| Exercise prompt |
Count the lines in the records below that contain the string "windshield", matching case exactly, and reply with only that number.

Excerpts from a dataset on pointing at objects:
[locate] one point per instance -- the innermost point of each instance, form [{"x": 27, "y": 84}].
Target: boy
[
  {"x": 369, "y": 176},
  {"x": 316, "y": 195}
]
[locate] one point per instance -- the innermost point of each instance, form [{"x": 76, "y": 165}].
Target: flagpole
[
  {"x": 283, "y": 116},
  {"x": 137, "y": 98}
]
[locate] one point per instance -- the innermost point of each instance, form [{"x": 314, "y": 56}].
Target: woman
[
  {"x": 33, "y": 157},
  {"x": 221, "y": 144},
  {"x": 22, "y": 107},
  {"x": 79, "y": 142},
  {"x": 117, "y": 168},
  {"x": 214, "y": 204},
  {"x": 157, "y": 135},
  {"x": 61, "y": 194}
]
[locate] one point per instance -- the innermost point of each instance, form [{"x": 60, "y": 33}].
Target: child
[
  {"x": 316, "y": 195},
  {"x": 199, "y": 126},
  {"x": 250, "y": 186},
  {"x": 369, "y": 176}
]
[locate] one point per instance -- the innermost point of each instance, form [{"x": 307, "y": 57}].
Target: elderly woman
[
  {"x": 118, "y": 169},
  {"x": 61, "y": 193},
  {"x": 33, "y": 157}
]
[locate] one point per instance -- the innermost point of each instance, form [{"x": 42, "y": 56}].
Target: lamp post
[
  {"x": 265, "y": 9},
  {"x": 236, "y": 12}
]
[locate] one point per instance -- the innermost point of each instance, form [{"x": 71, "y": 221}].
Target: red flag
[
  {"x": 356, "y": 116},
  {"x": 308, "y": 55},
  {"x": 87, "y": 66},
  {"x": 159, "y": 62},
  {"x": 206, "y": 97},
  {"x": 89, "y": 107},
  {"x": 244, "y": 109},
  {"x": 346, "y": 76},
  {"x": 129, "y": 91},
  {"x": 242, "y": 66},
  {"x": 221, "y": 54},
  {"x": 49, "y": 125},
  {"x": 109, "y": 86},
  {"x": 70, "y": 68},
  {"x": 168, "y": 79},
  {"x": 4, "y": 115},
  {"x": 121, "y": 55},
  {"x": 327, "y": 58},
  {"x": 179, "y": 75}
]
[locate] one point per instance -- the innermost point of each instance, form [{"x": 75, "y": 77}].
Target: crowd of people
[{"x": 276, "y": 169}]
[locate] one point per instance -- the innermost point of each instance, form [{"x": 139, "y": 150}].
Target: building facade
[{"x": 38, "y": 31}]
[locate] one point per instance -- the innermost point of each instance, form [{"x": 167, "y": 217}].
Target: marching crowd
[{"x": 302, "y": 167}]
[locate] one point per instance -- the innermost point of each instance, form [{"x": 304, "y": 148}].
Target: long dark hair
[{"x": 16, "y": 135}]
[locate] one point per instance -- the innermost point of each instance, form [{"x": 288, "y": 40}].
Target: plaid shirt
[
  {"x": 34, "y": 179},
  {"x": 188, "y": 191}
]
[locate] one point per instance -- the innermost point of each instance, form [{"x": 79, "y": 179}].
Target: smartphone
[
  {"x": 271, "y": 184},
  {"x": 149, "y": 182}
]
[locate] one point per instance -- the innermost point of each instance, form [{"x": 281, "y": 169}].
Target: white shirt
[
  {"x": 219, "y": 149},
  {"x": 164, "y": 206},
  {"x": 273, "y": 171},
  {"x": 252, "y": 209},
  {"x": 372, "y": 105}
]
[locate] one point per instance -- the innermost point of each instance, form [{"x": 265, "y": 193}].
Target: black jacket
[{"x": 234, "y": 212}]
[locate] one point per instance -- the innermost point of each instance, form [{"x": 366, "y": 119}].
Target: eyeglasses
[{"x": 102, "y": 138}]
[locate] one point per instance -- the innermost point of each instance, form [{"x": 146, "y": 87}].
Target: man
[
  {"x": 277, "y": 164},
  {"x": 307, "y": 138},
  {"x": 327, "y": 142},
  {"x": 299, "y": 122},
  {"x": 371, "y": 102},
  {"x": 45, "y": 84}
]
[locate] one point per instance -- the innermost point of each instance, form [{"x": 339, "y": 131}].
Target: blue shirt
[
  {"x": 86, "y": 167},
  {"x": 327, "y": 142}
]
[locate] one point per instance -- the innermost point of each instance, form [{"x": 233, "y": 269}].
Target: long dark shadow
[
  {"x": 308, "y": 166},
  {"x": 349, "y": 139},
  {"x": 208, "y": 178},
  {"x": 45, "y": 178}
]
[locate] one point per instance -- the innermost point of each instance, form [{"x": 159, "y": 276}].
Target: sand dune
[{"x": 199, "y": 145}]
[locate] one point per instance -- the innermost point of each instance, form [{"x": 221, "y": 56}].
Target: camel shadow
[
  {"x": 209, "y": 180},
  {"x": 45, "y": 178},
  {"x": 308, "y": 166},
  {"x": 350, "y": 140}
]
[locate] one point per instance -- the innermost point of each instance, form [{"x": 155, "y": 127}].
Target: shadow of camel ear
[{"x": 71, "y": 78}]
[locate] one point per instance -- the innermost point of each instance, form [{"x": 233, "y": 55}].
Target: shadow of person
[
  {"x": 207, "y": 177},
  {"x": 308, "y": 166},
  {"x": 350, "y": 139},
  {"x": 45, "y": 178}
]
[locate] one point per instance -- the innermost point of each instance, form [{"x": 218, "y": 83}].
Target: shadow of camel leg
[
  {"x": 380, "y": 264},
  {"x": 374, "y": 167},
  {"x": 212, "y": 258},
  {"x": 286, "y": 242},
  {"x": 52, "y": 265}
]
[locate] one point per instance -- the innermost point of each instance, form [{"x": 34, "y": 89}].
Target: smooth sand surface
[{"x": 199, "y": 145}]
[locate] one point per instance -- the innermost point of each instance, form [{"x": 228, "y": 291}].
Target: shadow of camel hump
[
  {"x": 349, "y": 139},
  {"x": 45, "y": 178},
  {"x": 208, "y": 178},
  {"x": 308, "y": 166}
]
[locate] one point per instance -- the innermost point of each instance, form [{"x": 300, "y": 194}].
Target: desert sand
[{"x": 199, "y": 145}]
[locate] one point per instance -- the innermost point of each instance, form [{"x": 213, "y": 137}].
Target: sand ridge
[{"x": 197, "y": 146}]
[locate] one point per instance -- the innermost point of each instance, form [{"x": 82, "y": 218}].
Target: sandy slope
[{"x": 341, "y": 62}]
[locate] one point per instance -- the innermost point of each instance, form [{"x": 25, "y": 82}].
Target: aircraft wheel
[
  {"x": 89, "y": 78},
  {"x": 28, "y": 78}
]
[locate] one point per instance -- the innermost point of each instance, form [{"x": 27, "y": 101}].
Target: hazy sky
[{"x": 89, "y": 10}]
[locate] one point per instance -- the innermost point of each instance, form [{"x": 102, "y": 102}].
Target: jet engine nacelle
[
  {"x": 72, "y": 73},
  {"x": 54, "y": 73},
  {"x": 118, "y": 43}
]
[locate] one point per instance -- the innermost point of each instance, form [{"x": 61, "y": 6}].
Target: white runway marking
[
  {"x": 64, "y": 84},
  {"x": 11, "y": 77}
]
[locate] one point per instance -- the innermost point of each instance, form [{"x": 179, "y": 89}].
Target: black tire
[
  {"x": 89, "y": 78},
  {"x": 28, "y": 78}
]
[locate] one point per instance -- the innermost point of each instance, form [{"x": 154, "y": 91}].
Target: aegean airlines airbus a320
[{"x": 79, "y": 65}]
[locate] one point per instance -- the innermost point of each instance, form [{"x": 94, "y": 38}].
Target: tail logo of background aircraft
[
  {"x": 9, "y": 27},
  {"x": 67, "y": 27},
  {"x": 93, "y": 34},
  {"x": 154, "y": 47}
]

...

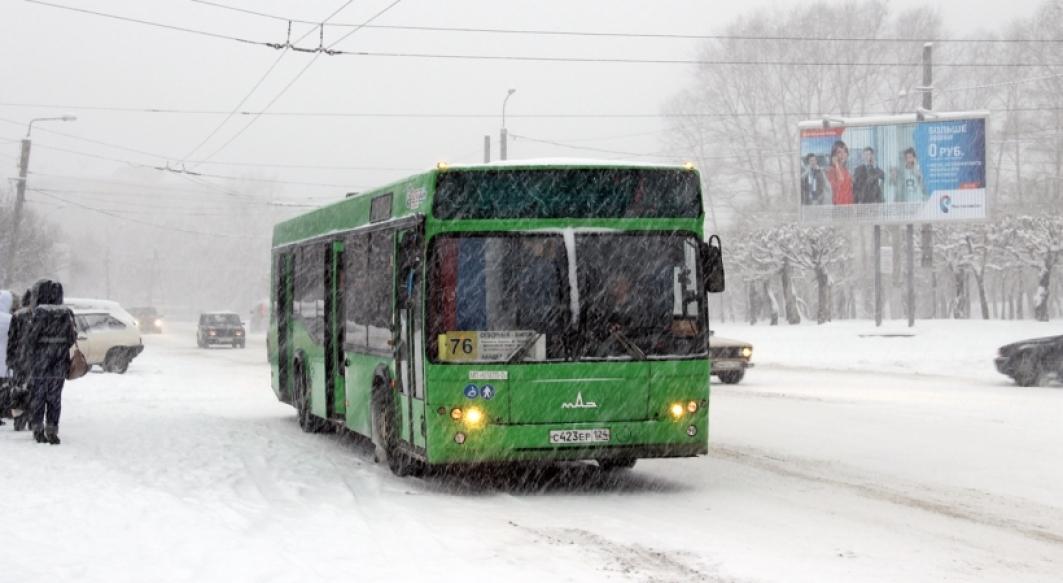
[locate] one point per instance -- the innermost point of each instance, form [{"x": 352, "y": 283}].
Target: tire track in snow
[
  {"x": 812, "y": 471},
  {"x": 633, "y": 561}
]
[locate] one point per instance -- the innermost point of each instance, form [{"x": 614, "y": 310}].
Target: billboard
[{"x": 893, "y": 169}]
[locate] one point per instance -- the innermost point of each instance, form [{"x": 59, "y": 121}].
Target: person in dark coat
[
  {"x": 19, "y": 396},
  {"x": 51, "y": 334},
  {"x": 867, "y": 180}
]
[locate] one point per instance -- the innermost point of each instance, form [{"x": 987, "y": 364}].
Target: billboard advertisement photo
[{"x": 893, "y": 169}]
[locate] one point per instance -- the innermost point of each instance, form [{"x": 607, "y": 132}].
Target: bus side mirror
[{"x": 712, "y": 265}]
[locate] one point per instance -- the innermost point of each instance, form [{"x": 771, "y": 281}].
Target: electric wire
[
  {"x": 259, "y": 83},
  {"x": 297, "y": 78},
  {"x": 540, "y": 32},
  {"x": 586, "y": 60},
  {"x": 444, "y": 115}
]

--

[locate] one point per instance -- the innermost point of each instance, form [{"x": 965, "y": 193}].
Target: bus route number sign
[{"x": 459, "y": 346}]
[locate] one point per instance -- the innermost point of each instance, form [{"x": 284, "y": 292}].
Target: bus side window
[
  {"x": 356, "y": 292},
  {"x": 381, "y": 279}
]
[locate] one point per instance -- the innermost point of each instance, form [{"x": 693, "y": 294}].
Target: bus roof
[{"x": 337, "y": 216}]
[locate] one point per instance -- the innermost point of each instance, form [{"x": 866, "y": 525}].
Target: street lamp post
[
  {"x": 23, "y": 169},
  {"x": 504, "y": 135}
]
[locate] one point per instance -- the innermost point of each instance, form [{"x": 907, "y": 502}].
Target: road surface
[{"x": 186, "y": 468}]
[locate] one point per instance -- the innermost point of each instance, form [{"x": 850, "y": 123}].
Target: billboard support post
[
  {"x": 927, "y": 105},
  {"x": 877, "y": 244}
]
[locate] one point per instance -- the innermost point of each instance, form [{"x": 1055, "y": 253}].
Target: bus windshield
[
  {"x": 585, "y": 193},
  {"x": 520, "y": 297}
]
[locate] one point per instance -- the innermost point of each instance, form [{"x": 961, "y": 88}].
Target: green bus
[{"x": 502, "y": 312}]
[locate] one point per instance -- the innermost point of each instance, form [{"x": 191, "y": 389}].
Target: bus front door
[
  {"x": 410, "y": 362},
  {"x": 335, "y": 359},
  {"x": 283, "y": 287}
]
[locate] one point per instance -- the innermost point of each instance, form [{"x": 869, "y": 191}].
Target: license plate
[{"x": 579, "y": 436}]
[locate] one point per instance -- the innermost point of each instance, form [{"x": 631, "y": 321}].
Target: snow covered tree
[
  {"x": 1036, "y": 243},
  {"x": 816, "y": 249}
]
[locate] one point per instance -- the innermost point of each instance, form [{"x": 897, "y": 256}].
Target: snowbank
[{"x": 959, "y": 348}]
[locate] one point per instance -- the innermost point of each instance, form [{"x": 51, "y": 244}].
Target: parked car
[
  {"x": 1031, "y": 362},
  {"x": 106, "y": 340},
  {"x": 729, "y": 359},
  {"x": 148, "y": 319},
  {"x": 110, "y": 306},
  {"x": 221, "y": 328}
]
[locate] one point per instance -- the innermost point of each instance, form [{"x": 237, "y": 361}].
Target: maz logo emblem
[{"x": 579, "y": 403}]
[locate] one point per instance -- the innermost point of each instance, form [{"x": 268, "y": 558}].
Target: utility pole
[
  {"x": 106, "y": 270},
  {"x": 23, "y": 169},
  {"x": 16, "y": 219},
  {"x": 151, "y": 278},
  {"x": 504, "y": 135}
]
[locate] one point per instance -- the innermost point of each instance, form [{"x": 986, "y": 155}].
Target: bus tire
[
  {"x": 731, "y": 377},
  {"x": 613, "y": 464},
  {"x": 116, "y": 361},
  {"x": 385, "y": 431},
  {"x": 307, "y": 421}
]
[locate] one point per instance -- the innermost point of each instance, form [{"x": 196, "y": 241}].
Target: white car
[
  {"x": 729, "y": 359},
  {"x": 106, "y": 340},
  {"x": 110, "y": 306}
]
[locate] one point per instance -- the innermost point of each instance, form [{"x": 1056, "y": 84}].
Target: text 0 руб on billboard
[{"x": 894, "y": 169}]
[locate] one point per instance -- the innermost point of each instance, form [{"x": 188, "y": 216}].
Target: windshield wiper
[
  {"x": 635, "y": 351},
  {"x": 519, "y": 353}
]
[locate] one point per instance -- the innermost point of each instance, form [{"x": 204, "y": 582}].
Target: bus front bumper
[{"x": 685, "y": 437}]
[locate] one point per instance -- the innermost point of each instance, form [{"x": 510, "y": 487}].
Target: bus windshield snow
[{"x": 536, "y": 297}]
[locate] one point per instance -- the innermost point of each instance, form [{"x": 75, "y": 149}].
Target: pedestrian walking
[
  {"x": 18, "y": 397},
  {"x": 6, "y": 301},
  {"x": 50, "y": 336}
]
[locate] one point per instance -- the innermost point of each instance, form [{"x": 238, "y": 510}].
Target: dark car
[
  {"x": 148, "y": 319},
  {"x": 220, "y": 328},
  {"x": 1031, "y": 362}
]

| Expected output |
3